Copy the lines below word for word, beginning with the line containing "of the blue" and continuing through the line containing "(1262, 136)", both included.

§ **Saved entries**:

:::

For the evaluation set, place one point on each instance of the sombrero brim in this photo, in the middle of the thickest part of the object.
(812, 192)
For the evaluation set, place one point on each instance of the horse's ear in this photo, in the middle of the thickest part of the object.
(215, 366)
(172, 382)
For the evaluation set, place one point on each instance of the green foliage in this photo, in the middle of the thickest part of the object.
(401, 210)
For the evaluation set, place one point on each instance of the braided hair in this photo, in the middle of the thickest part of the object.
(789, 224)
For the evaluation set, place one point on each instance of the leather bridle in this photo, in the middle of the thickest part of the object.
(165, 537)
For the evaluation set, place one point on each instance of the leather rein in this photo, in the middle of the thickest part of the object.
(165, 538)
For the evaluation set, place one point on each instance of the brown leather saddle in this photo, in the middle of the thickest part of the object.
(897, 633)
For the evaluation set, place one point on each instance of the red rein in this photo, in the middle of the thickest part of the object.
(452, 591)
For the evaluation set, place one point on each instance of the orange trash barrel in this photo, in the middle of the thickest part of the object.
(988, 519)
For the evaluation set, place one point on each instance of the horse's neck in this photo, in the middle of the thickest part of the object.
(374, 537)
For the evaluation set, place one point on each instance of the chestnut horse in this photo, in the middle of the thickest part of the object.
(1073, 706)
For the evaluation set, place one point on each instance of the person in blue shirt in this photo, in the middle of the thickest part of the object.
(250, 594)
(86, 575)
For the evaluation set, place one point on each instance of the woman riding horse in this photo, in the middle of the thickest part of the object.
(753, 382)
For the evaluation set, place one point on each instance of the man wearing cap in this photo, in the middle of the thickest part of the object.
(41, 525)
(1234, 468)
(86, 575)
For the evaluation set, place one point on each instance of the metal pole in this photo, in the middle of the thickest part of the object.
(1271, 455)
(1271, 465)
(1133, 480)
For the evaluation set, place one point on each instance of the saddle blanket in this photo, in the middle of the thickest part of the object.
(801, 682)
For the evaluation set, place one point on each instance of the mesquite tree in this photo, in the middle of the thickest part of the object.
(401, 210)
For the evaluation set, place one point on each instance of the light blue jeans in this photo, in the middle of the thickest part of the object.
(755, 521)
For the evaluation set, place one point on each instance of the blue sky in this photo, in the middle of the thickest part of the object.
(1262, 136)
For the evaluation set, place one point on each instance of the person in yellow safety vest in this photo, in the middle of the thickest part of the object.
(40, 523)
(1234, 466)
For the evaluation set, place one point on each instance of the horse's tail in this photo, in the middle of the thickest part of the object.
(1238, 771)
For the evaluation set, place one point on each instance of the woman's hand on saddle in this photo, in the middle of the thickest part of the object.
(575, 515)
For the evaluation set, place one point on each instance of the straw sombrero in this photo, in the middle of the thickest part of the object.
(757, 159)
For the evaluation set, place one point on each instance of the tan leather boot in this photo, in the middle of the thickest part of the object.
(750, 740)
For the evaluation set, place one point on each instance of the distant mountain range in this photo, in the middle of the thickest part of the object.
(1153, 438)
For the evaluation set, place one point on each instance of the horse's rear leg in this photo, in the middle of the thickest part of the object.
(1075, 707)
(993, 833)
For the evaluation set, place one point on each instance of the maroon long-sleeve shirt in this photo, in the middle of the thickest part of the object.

:::

§ **The solution**:
For the evaluation set, place one point on each instance of the blue sky in this photo, in the middle of the thickest part of the object.
(1262, 136)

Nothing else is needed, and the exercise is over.